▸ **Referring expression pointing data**
______________________________

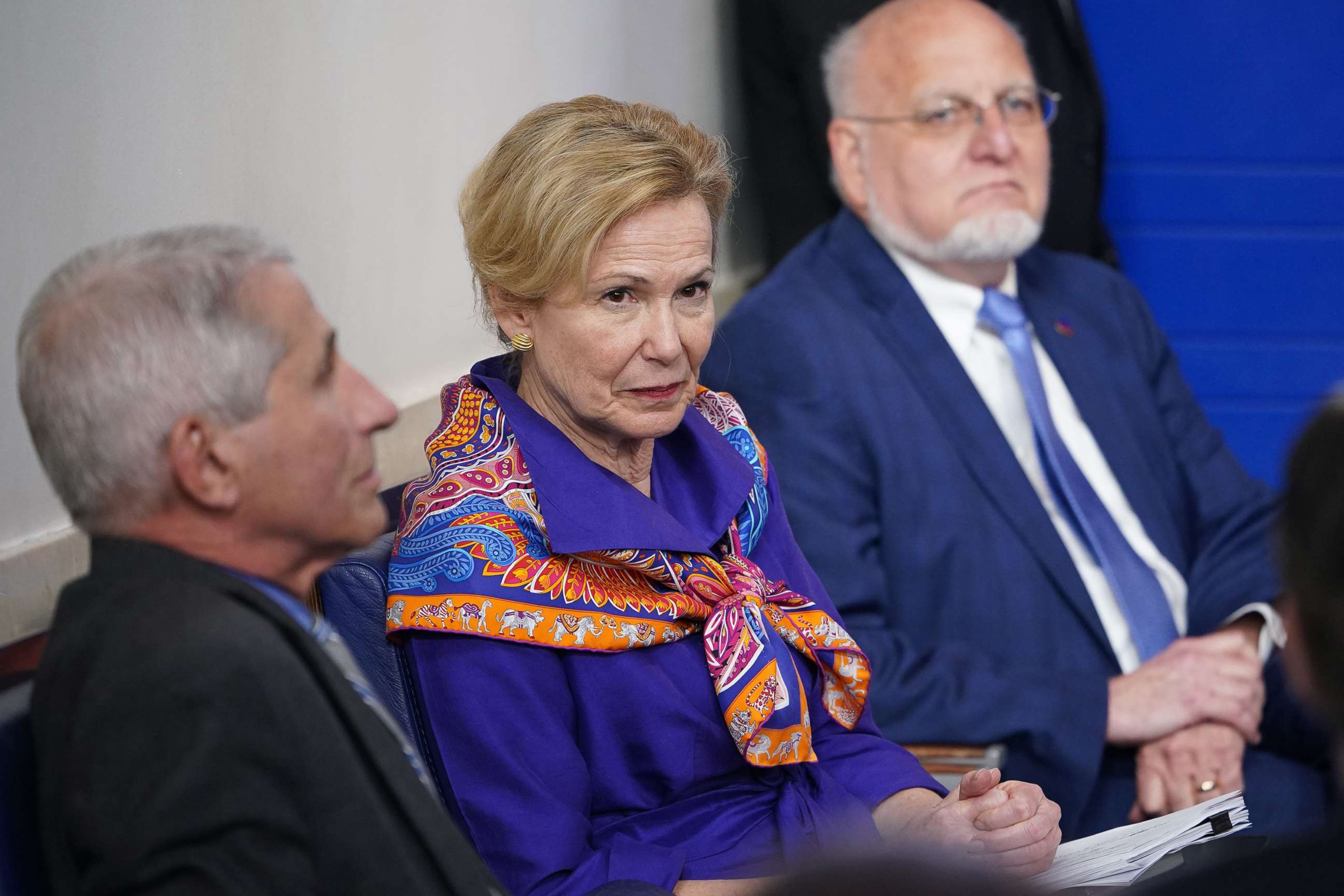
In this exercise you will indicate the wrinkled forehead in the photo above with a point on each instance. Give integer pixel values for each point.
(976, 57)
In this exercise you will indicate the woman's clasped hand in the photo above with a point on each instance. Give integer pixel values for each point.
(1009, 825)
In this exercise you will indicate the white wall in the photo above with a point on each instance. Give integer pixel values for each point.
(343, 128)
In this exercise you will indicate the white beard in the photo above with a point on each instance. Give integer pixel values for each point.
(990, 237)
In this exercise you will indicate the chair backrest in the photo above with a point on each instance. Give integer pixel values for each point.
(22, 870)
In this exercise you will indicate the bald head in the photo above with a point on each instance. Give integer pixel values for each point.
(879, 55)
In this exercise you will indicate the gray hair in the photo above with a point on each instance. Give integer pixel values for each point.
(125, 339)
(841, 62)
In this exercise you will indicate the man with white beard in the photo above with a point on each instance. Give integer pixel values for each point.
(991, 457)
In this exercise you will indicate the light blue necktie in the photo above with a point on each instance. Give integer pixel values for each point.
(1136, 587)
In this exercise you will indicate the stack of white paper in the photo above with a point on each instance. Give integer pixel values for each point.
(1117, 858)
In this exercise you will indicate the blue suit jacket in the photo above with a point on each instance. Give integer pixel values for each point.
(911, 506)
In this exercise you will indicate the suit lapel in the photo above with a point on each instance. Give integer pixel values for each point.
(920, 347)
(1074, 356)
(452, 852)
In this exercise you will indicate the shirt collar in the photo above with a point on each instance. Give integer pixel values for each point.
(287, 602)
(954, 305)
(699, 481)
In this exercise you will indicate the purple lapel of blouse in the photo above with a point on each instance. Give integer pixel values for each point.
(699, 483)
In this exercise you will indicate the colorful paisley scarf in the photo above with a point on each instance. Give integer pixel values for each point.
(472, 556)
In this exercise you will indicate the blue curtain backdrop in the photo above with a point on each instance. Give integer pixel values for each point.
(1225, 194)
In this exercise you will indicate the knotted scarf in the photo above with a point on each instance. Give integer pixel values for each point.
(472, 556)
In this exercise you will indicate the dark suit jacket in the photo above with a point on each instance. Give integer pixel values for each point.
(192, 738)
(788, 164)
(913, 510)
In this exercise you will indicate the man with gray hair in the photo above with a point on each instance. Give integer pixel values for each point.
(993, 463)
(198, 730)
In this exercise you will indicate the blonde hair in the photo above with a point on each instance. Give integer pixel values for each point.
(537, 208)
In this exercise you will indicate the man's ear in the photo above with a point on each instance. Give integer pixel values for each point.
(203, 472)
(512, 315)
(847, 162)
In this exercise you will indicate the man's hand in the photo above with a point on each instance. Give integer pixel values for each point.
(1211, 679)
(1010, 827)
(1170, 770)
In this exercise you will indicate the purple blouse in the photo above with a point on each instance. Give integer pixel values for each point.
(571, 769)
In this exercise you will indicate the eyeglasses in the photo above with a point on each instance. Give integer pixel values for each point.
(952, 115)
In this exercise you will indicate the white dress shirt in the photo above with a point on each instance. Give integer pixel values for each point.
(955, 308)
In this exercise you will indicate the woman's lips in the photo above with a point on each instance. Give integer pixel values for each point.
(657, 393)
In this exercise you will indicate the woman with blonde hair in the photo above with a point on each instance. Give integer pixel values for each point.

______________________________

▸ **PROBLEM STATEMENT**
For each record above, write out every line exactly and skip the pictures.

▸ **OUTPUT FOR THIS EXERCISE**
In this exercise you will indicate the wrinkled forehead in the photo above with a point on each instance. Give integer pixel values for each point.
(976, 57)
In this exercise you will indicate the woman's clasped hand in the photo above with a point on each instance. Give integer pixel values for each point.
(1009, 825)
In this exercise you will indicate the white wall in the photo above with a point on each instance. Give integer pixel values for each point.
(343, 128)
In this exercise you will indicate the white beard in the photo above with a point on each instance. Give integer pixel values for each point.
(990, 237)
In this exercise you will indicate the chair backrest in the photo above with a point on each instance. Give integer pixel values for each point.
(22, 870)
In this exercise you will indicate the bald head in the photo above with a point on each instance. Give integer pixel values for each point.
(879, 55)
In this exercise you will indicate the gray hair in the photo above with a point on each instance. Give integer pixel values for each point.
(125, 339)
(841, 62)
In this exercise you will indicate the man with white beard in the photo above with a point on each instance. Give integer pixel values for each point.
(991, 457)
In this exercise you will indicate the light blue necktie in the photo above with a point on each instance. Give integer pixel values for each point.
(1136, 587)
In this exercise you will indicate the stack of white paper in the photo above with a point on each instance. Give integer pixel values for each point.
(1117, 858)
In this exercise you will indicate the blue suit jacket in the photo above with a point on each instance. Give integer pixel values for each point.
(911, 506)
In this exercise you will indicate the suit lapel in the photo above with a point on each instance. Give integer pixel values for each point.
(920, 347)
(1074, 356)
(452, 852)
In this exercise you will indicate the shirt collar in the photo above with a point on each instance. Give integer pixel values for each point.
(287, 602)
(954, 305)
(699, 481)
In this exercise you will indicate the purple lapel of blouse in the photo above with a point on each instance. Give integer pixel values for each point.
(699, 483)
In this exercise you will indicate the colorful paisley scarf in the photo above with a point on each instance. Give integer pixel values for each point.
(472, 556)
In this exercise you will indicate the blue curtain backdrop in the photo above with a point on each instance. Give integer pixel values for each point.
(1225, 194)
In this exercise you will indicate the knotted scarf in the photo above with a point on each instance. Give integer pixel values for each point.
(472, 556)
In this exercise you will indicate the dark suit jacket in the photo above with a point on each instance. Give integer pixel values for each point.
(192, 738)
(788, 164)
(913, 510)
In this exercise you will indicate the man with gray hair in the photo above with a point on each instance. Give integer pixel values for each point.
(993, 463)
(198, 730)
In this exercise you will indicate the blonde hair in the photo above with a point on each instance. Give integer pixel values for each point.
(537, 208)
In this exercise you will indicate the man's ear in the photo above with a point on each instance. Give integer pixel values for each point.
(203, 472)
(512, 315)
(847, 162)
In this exercise you will indicate the man's hand in the photo above with a point on each instance. Give integer pixel values for each point.
(1211, 679)
(1010, 827)
(1170, 770)
In this exercise you will indicate the purple blouse in the photo above with a point on each instance. Give integer pixel values for each point.
(571, 769)
In this exercise you will indicate the eyeglasses in the photo above with a point on each instance. Give integer pixel values for each point.
(952, 115)
In this exercise you will indicate the white dress shirt in the photo above with a point on each instance. Give integer pixel values for each point.
(955, 308)
In this exercise you will indicate the woman's lips in the photo above with a point on each instance. Give integer pixel values for each point.
(657, 393)
In this exercise you will indicate the woman with blonde hair in the photo above with a point on each instance. Give integer pixel values for each point.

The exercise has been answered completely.